── DOCUMENT EXCERPT
[-j CORES] [--heavy] [-v]
optional arguments:
-h, --help show this help message and exit
-d DATA, --data DATA filename of csv file with the sequencing data
-r ROOTS, --roots ROOTS
filename of csv file with the root sequences
-e ENCODING, --encoding ENCODING
filename isotype encodings
--min-size MIN_SIZE minimum clonotype size (default 4)
--dataframe DATAFRAME
path to where the filtered dataframe with additional sequences and isotype encodings should be
saved.
-o OUT, --out OUT path to where pickled clonotype dictionary input should be saved
-j CORES, --cores CORES
number of cores to use (default 1)
--heavy only use the heavy chain and ignore the light chain
-v, --verbose print additional messages
Input¶
The --data
, --roots
and --encoding
are required arguments. See data description for more details. The --encoding
argument should be that path to a text file that lists the correct isotype ordering as well as the isotype labels that are present in the input data.
IGHM
IGHG3
IGHG1
IGHA1
IGHG2
IGHG4
IGHE
IGHA2
isotype labeling
Be sure that the labels used in the encoding file exactly match the labeling syntax in the input data. There is no standard convention for isotype labels, e.g., IgM, M, IghM and IGHM, and therefore the convention must be provided by the user.
Output¶
The main output from the preprocess
sub-command is the a pickled dictionary storing Clonotype
objects for each retained clonotype in the data. This output file will be used as the input to the fit
sub-command.
Example¶
Here is an example of how to run the preprocess sub-command.
$ tribal preprocess -d data.csv -r roots.csv -e isotypes.txt -j 4 --min-size 4 --dataframe filtered.csv -o clonotypes.pkl -v
fit¶
The fit
sub-command will infer a set of B cell lineage trees for each clonotype and a shared isotype transition probability matrix.
Usage¶
tribal fit -h
usage: tribal fit [-h] -c CLONOTYPES --n_isotypes N_ISOTYPES [--stay-prob STAY_PROB] [-t TRANSMAT] [--niter NITER]
[--thresh THRESH] [-j CORES] [--max-cand MAX_CAND] [-s SEED] [--restarts RESTARTS]
[--mode {score,refinement}] [--score SCORE] [--transmat-infer TRANSMAT_INFER] [--verbose]
[--pickle PICKLE] [--write-results WRITE_RESULTS]
optional arguments:
-h, --help show this help message and exit
-c CLONOTYPES, --clonotypes CLONOTYPES
path to pickled clonotypes dictionary of parsimony forests, alignments, and isotypes
--n_isotypes N_ISOTYPES
the number of isotypes states to use
--stay-prob STAY_PROB
the lower and upper bound of not class switching, example: 0.55,0.95
-t TRANSMAT, --transmat TRANSMAT
optional filename of isotype transition probabilities
--niter NITER max number of iterations during fitting
--thresh THRESH theshold for convergence in during fitting
-j CORES, --cores CORES
number of cores to use
--max-cand MAX_CAND max candidate tree size per clonotype
-s SEED, --seed SEED random number seed
--restarts RESTARTS number of restarts
--mode {score,refinement}
mode for fitting B cell lineage trees, one of 'refinment' or 'score'
--score SCORE filename where the objective values file should be saved
--transmat-infer TRANSMAT_INFER
filename where the inferred transition matrix should be saved
--verbose print additional messages.
────
**WORK TASK 1**
In the tribal documentation, why must the user supply the isotype labeling convention through the encoding file? Answer in one to three sentences.
**WORK TASK 2**
Extend the tribal documentation from the point where it stops, after the line "--verbose print additional messages."
The entries that follow are not needed for any of this work.
── SOURCE MATERIAL
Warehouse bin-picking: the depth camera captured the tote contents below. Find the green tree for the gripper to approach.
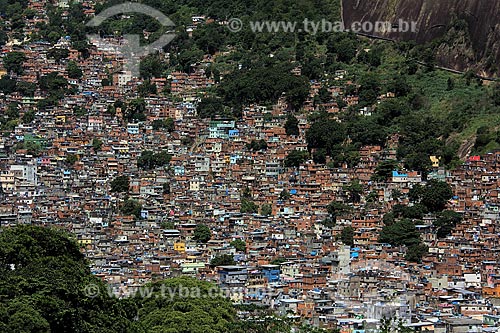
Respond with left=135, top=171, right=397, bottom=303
left=136, top=277, right=236, bottom=333
left=0, top=226, right=136, bottom=333
left=379, top=219, right=420, bottom=246
left=408, top=179, right=453, bottom=212
left=193, top=224, right=212, bottom=243
left=372, top=160, right=399, bottom=182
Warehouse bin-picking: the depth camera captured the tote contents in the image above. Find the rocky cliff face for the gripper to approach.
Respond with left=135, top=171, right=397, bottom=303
left=341, top=0, right=500, bottom=76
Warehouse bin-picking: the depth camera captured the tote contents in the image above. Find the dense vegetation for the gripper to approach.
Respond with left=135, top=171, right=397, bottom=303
left=0, top=226, right=340, bottom=333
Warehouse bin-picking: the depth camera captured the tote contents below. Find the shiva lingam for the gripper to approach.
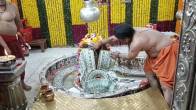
────
**EXERCISE RESULT 1**
There is no standard convention for isotype labels; the same isotype may appear as IgM, M, IghM or IGHM. The user must therefore provide the convention, and the labels in the encoding file have to match the labeling syntax in the input data exactly.

**EXERCISE RESULT 2**
--pickle PICKLE path where the output dictionary of LineageTree lists should be pickled
--write-results WRITE_RESULTS
path where all optimal solution results are saved
Input¶
The pickled dictionary of clonotypes (clonotypes.pkl
) that is output from tribal preprocess
will be the input to tribal fit
. See Clonotype for details.
Example¶
Assuming clonotypes.pkl
is in the working directory, here is an example of how to run
tribal fit
.
tribal fit -c clonotypes.pkl -j 3 --transmat-infer transmat.txt --pickle lineage_trees.pkl
--write-results results --score objective.csv
Output¶
There are four optional outputs from tribal fit
:
1. --transmat-infer
: the inferred isotype transition probability matrix.
2. --pickle
: a dictionary with clonotype id as key and value is a LineageTreeList containing the optimal lineage trees for each clonotype.
3. --score
: a csv file containing the SHM parsimony scores and CSR likelihood.
4. --write-results
: a directory where the lineage trees files will be saved including:
+ a fasta file containing the inferred BCR sequences,
+ a csv file containing the inferred isotypes,
+ a text file containing the edge list of the lineage tree,
+ a png file containing a visualization of the lineage tree.